-- Excerpt to read follows --

Meanwhile, local news  reported price gouging as the same testing supply problems faced in other states hit Florida too, where cases are skyrocketing. From Miami to Boston and Brooklyn and as far west as California, people are facing long waits in winding lines to get tests. Or they’re finding barren drug store shelves where rapid at-home tests used to be. In California, the state’s National Guard is even helping staff COVID-19 testing sites because personnel shortages have been a problem too, the San Diego Union Tribune reported.

Prior to the post-holiday surge, Bridge Magazine reported that Ohio gave out millions of at-home COVID-19 tests to people. Other states, including Massachusetts, Colorado and North Carolina have distributed at-home tests, and Maryland recently announced a plan to do so too. Michigan has no such statewide plan in place for the general public, even as the much more infectious Omicron becomes the dominant strain, Bridge reported.

In an email to Corp! Magazine, MDHHS spokeswoman Sutfin said the department is “working on getting test kits to libraries and more information will be available later this week.”

She continued, “MDHHS is interested in getting over-the-counter tests into the hands of people that will use them and identifying the appropriate community venues that we can partner with to distribute OTC tests at no cost.”

-- Excerpt to read concluded --
-- Provided data follows --

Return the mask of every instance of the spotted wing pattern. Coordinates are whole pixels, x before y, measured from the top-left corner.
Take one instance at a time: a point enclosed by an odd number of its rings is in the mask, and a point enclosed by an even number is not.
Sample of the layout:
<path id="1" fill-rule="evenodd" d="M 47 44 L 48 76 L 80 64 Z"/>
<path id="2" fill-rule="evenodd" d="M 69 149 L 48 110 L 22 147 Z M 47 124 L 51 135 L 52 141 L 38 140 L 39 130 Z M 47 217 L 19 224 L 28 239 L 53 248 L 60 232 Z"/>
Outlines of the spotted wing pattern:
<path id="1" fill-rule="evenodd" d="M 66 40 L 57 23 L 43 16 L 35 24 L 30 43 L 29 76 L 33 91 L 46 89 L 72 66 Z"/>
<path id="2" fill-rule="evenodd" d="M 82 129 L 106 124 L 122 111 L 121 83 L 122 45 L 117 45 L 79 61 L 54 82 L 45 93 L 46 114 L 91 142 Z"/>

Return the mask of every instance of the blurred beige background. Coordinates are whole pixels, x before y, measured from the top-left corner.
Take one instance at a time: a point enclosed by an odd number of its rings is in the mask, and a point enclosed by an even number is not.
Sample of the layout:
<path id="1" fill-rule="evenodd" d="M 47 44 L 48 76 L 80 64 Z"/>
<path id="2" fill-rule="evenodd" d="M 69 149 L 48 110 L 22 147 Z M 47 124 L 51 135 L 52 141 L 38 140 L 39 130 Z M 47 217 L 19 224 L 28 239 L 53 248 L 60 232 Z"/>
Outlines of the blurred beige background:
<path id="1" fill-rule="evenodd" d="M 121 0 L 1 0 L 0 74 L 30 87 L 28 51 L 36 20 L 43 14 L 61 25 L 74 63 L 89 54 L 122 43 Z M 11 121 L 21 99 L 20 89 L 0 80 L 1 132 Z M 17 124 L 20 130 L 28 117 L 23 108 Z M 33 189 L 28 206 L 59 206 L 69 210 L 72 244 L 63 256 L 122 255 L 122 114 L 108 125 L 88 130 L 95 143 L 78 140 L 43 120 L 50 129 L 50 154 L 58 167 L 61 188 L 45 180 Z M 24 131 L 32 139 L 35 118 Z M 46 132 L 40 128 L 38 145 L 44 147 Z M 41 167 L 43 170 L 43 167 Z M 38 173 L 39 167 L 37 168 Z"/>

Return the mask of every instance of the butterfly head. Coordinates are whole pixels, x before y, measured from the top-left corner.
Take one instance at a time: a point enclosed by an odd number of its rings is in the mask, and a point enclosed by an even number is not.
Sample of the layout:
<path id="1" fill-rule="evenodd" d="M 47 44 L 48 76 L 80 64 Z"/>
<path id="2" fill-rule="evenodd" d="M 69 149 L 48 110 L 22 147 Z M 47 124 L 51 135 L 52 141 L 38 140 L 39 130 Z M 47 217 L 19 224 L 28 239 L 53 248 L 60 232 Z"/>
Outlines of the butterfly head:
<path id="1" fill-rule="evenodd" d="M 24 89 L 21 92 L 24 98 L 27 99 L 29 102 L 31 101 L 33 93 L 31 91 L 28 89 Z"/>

-- Provided data concluded --

What this exercise asks =>
1. In the excerpt on COVID-19 testing shortages, who is helping staff testing sites in California?
2. Continue the excerpt on COVID-19 testing shortages from the point where it ends.

Solved tasks =>
1. The state's National Guard.

2.
She also pointed to Michigan distributing close to 4.6 million rapid antigen tests in 2021 to schools, prisons, long-term care facilities and other venues.

Urging Americans to get fully vaccinated or a booster shot going into the holiday season, Biden declared his promise to distribute 500 million at home tests to U.S. residents in 2022, acknowledging then the likelihood of a rapid omicron surge after the holidays.

“What happened was, the omicron virus spread even more rapidly than anybody thought. If I had told you four weeks ago that this would spread via a day-to-day basis, it would spread by 50 or 100 percent, 200 percent, 500 percent,” President Joe Biden said in an address, “I think you would have looked at me and said, ‘Biden, what are you drinking?’”

But not all public health experts are convinced the president’s plan will do much to help.

“That’s not a plan — it’s a hope,” Jennifer Nuzzo, an epidemiologist at the Johns Hopkins Bloomberg School of Public Health, told the New York Times.  “If those tests came in January and February, that could have an impact, but if they are spread out over 10 to 12 months, I’m not sure what kind of impact it is going to have.”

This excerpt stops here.